Reproduce the material below, swapping each occurrence of "dot" for "marker" and leaving everything else unchanged.
== SUPPLIED RECORDS
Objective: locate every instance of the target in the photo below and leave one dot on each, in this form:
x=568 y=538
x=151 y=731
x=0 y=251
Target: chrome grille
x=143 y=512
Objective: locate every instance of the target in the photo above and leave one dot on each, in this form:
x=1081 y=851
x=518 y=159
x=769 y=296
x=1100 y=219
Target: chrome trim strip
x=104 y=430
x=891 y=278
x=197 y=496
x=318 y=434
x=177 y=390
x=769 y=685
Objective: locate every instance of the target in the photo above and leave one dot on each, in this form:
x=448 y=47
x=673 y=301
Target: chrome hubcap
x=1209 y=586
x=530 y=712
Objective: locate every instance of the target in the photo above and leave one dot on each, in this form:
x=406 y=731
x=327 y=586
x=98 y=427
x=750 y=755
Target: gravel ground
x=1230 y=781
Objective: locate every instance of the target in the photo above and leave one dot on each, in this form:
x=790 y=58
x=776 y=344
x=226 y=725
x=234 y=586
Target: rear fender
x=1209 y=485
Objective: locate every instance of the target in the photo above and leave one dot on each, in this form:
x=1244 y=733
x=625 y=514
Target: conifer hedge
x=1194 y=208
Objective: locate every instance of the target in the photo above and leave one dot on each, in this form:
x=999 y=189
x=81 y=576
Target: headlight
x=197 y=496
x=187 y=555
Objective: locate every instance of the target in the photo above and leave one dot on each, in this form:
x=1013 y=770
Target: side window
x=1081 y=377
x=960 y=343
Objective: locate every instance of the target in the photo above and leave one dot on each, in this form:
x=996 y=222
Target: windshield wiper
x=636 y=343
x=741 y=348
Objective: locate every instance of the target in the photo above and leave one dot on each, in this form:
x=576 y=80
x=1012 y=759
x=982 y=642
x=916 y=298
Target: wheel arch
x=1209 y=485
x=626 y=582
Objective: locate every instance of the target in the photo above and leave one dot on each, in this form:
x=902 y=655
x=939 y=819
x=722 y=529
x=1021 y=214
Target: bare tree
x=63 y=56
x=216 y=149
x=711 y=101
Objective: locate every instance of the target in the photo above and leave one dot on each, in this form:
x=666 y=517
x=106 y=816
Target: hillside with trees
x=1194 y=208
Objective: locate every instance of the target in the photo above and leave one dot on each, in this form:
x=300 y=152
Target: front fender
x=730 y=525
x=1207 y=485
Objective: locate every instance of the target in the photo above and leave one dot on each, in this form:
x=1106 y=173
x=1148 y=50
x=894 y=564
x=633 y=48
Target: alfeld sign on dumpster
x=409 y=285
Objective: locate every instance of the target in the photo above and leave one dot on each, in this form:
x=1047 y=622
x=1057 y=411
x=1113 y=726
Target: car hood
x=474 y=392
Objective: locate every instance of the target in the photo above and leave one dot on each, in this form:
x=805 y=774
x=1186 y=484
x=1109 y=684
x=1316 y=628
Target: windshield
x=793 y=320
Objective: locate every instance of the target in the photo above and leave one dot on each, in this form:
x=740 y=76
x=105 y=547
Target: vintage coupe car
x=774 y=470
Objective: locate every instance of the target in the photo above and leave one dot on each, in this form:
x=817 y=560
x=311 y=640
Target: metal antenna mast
====
● **COMPLETE ANSWER**:
Objective: locate every instance of the target in the photo below and leave one marker on each, in this form:
x=568 y=538
x=151 y=731
x=0 y=251
Target: chrome grille
x=143 y=512
Objective: locate every instance of the target in the photo above and leave one marker on each, in this form:
x=1081 y=851
x=518 y=159
x=769 y=296
x=1100 y=219
Target: chrome trim strip
x=104 y=430
x=891 y=278
x=197 y=496
x=318 y=434
x=177 y=390
x=769 y=685
Objective: locate every instance of the target in the photo above and leave one marker on each, in this form:
x=448 y=47
x=673 y=301
Target: chrome hubcap
x=1209 y=586
x=530 y=712
Objective: locate every instance of the target in the photo above and leave one marker on each, in this form:
x=406 y=731
x=327 y=586
x=98 y=427
x=750 y=755
Target: gravel ground
x=1230 y=781
Objective: locate every instance of the target in the photo above and leave one marker on each, in this form:
x=790 y=58
x=776 y=344
x=226 y=725
x=234 y=586
Target: rear fender
x=1209 y=485
Objective: locate every instance of the target in the photo above and leave one marker on each, in this form:
x=1244 y=733
x=625 y=514
Target: conifer hedge
x=1194 y=208
Objective: locate every instance of the target in the photo above and leave one marker on each, in this form:
x=999 y=189
x=81 y=576
Target: headlight
x=197 y=496
x=187 y=555
Objective: locate every instance of the target in the photo above and leave one marker on each, in this form:
x=1013 y=770
Target: side window
x=1081 y=377
x=960 y=343
Objective: locate every instance of the target in the photo above and leave one marker on each, in this form:
x=996 y=222
Target: windshield wiper
x=636 y=343
x=741 y=348
Objective: locate every instance of the target in the photo above and leave one marker on each, in this form:
x=576 y=80
x=1012 y=759
x=982 y=642
x=916 y=298
Target: wheel arch
x=1209 y=485
x=626 y=582
Objective: locate every instance of the target in the photo above and leave one marker on each, in this form:
x=902 y=655
x=939 y=819
x=722 y=529
x=1021 y=214
Target: bare tree
x=63 y=56
x=216 y=149
x=711 y=101
Objective: locate every instance of the target in the photo above and leave one marker on each, in this form:
x=666 y=517
x=106 y=816
Target: hillside with trees
x=1194 y=208
Objective: locate every instance of the target in the photo above and leave one marker on each, in this form:
x=300 y=152
Target: front fender
x=730 y=525
x=1207 y=485
Objective: locate every instance of the target in the photo above and leave one marker on each, in this form:
x=1106 y=173
x=1148 y=50
x=894 y=564
x=633 y=48
Target: alfeld sign on dumpster
x=409 y=285
Objective: locate every instance of the target in the photo above and leave one marker on each, in this form:
x=1047 y=622
x=1057 y=411
x=1113 y=726
Target: car hood
x=474 y=392
Objective: locate every instance of the target in the photo above and leave one marker on each, in this form:
x=805 y=774
x=1186 y=484
x=1109 y=684
x=1316 y=628
Target: windshield
x=793 y=320
Objective: locate every instance of the target in the photo above and leave one marker on each, in this form:
x=740 y=76
x=105 y=547
Target: vintage coupe car
x=774 y=470
Objective: locate every instance of the target in the photo above and leave one marker on each, in this form:
x=817 y=560
x=311 y=640
Target: metal antenna mast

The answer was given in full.